■ EXERCISE DIRECTIONS ■
Start at the line containing "Where can you find the performer's white" and transcribe every line exactly through the end of the records below, and only those lines.

■ SOURCE DATA ■
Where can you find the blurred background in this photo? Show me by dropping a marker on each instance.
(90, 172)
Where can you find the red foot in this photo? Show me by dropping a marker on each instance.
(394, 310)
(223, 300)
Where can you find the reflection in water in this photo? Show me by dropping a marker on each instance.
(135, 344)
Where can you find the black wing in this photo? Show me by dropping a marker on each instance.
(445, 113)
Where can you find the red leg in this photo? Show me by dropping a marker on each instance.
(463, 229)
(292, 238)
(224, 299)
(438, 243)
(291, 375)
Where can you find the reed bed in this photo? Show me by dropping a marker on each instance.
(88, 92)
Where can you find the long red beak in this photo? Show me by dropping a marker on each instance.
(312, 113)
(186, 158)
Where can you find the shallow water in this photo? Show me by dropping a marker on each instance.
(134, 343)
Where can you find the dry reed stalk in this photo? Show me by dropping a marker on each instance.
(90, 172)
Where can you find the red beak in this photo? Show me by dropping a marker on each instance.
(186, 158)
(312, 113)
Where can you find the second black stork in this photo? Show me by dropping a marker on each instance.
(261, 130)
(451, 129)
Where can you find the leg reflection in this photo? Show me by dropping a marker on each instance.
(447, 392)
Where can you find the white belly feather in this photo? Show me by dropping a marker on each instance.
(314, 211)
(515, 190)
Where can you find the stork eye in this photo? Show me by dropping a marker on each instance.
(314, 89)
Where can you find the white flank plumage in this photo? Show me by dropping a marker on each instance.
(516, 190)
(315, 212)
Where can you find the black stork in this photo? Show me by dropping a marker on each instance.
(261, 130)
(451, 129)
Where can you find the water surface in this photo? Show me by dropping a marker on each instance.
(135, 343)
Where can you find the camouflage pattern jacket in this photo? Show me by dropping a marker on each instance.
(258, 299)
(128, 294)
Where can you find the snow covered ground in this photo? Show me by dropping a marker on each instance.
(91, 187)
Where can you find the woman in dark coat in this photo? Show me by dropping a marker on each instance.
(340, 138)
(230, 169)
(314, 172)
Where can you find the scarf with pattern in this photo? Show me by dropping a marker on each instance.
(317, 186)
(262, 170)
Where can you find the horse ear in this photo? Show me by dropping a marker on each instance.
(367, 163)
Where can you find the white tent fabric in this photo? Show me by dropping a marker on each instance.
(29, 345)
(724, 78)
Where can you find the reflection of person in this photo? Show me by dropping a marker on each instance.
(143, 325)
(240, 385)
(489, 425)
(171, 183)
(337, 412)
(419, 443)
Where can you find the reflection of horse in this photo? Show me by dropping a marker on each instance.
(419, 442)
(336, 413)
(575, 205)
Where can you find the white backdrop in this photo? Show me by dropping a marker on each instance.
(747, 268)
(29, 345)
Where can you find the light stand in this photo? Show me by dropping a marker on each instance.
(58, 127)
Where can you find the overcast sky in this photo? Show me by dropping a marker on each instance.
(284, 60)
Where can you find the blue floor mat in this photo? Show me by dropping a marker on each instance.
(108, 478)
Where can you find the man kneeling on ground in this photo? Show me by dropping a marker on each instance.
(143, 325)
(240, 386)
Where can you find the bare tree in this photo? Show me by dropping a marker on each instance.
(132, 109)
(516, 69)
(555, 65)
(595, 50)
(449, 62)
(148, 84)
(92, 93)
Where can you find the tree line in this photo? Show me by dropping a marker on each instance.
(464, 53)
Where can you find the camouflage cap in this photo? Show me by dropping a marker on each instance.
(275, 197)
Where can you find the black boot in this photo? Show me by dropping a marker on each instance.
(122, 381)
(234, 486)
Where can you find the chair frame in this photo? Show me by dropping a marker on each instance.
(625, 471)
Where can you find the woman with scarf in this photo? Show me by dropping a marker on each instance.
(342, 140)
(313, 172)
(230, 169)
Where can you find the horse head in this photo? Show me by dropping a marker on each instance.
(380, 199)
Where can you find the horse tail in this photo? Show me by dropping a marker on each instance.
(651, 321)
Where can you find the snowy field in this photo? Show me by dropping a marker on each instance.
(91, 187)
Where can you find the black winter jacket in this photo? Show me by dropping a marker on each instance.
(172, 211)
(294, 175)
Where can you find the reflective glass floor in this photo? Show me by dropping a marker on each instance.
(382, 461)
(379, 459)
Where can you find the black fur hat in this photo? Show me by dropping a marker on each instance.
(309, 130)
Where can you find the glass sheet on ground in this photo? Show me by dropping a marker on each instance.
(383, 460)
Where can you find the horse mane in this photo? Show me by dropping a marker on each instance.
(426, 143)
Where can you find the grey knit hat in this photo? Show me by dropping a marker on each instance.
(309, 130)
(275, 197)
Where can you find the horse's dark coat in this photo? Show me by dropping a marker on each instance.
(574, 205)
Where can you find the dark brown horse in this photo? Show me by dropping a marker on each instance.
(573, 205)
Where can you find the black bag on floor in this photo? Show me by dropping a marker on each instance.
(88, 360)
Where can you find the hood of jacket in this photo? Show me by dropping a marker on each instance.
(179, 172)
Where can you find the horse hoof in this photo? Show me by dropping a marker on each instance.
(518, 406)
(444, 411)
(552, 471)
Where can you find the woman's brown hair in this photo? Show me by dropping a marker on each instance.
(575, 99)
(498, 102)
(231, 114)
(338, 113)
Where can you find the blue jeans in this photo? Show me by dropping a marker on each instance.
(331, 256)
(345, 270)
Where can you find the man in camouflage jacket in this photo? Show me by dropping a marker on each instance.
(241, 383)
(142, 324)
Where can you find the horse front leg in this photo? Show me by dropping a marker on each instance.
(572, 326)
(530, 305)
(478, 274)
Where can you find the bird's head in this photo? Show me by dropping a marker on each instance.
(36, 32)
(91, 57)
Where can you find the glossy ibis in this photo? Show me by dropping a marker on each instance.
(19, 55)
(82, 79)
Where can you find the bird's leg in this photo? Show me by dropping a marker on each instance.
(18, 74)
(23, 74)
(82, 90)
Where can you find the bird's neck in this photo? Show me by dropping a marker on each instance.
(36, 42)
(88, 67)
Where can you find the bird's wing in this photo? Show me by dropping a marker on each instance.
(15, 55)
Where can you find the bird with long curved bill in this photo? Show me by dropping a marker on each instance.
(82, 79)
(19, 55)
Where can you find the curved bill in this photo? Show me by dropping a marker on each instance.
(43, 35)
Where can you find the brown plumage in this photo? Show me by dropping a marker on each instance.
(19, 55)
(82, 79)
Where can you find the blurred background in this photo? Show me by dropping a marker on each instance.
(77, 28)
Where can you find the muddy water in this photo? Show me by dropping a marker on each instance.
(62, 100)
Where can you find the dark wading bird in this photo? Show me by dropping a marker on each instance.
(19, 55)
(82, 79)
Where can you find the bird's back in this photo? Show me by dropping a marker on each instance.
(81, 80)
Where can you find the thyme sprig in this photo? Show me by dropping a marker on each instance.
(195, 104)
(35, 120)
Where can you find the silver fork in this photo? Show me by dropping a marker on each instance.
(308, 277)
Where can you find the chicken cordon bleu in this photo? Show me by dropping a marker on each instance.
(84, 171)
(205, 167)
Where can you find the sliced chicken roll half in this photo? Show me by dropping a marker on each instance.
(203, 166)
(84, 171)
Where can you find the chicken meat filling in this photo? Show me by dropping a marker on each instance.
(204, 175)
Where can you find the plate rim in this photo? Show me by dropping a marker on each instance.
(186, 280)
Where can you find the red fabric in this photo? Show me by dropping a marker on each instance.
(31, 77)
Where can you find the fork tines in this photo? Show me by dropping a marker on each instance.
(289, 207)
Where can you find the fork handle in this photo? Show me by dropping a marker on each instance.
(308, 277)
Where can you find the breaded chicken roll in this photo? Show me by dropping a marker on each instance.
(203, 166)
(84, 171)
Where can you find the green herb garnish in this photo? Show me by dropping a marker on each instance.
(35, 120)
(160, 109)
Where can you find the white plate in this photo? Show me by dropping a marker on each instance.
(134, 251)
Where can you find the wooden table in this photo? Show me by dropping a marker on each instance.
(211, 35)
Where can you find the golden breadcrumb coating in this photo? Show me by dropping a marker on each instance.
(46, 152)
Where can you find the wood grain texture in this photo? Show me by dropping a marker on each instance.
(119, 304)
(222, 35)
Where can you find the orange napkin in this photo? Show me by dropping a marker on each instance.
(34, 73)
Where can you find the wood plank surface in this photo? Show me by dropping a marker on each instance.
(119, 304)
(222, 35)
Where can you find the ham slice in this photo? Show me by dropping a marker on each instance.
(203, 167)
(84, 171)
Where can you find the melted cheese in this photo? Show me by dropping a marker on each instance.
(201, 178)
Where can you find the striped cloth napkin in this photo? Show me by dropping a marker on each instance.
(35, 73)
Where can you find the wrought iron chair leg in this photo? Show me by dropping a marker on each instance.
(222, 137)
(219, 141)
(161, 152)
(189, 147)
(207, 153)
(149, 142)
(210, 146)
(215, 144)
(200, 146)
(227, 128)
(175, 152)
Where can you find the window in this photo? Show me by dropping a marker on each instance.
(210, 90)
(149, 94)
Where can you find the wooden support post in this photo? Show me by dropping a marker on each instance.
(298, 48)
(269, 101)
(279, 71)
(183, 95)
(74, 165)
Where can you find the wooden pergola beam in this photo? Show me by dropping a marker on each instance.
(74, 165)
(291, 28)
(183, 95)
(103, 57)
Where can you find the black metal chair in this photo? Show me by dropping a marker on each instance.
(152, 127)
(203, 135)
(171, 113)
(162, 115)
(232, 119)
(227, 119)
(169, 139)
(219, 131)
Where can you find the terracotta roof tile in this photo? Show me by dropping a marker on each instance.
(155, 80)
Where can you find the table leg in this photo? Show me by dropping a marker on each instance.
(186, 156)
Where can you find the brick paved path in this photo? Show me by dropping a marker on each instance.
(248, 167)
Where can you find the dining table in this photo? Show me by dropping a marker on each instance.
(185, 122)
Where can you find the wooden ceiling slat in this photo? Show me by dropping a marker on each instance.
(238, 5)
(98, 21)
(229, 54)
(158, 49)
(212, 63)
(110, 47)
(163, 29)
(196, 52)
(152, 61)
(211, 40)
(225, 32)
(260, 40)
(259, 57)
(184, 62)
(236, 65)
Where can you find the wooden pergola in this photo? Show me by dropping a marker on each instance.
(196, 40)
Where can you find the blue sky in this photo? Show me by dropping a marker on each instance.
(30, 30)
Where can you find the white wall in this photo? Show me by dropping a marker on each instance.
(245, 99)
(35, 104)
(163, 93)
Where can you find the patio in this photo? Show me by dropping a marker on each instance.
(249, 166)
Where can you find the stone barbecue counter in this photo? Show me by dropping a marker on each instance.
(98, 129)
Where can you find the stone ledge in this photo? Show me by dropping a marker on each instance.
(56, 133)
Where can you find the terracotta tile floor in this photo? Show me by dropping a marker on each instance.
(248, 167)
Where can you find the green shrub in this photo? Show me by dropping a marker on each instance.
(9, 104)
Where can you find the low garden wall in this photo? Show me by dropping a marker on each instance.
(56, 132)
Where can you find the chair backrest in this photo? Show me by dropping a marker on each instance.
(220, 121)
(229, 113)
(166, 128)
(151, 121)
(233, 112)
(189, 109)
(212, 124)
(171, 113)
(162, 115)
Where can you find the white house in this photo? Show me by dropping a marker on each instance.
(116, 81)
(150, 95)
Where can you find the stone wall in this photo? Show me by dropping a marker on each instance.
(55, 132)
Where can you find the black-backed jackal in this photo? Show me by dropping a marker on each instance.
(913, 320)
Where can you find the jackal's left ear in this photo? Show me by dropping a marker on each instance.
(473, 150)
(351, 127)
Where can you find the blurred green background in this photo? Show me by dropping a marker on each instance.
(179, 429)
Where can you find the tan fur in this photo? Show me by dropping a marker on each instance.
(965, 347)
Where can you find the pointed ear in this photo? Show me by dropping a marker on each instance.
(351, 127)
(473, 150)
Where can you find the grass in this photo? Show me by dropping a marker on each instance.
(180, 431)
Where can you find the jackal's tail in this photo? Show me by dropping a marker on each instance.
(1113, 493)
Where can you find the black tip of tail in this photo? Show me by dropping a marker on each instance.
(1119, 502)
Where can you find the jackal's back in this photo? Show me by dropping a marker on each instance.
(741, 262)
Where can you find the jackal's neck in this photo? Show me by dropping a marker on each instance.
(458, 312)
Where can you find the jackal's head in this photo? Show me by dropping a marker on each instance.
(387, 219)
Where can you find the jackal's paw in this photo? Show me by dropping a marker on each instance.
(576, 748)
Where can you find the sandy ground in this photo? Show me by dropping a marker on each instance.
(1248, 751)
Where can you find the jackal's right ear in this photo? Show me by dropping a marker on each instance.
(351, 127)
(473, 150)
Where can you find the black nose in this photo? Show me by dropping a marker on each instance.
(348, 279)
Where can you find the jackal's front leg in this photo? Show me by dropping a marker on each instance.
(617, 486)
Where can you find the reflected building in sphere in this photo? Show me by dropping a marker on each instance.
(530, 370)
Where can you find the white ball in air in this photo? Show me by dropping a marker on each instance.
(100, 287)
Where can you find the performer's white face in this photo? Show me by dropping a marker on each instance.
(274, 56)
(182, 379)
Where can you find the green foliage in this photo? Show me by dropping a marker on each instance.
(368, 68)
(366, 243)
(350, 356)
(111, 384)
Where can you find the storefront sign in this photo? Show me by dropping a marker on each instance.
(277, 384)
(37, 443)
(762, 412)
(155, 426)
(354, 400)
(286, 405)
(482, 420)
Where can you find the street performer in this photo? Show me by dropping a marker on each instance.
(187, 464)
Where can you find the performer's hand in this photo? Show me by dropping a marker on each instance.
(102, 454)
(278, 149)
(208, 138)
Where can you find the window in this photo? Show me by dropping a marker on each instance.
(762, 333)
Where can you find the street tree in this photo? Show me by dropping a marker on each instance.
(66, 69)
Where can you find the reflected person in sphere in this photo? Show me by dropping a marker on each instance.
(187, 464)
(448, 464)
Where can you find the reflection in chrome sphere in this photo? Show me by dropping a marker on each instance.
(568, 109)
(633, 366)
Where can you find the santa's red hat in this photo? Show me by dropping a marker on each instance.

■ EXPECTED ANSWER ■
Where can you find the performer's white face in this photo? Show me by dropping a marker on each instance.
(274, 56)
(182, 379)
Where can you find the green foliage in this photo? Show me by dropping a marker on each instance.
(368, 68)
(366, 243)
(350, 356)
(111, 384)
Where can you find the storefront sign in this photo? Show me by dropping a marker on each instance.
(277, 384)
(37, 443)
(762, 412)
(155, 426)
(354, 400)
(286, 405)
(482, 420)
Where can you find the street performer in this photo? Show me by dropping a marker on each instance.
(187, 464)
Where can you find the performer's hand in this photo? Show me by dropping a marker on each instance.
(102, 454)
(278, 149)
(208, 138)
Where can you find the window in this photo? Show me by dropping a marker on each instance.
(762, 333)
Where can you find the street tree in this photo? Show me by dropping a marker on each instance.
(66, 69)
Where can you find the reflected person in sphere in this photo? Show me by dropping a marker on each instance.
(187, 464)
(448, 464)
Where can you find the reflection in chrome sphere in this photo? Show me by dropping a marker on each instance.
(568, 109)
(633, 366)
Where can you find the santa's red hat in this photo? Show me by dropping a marker on each instance.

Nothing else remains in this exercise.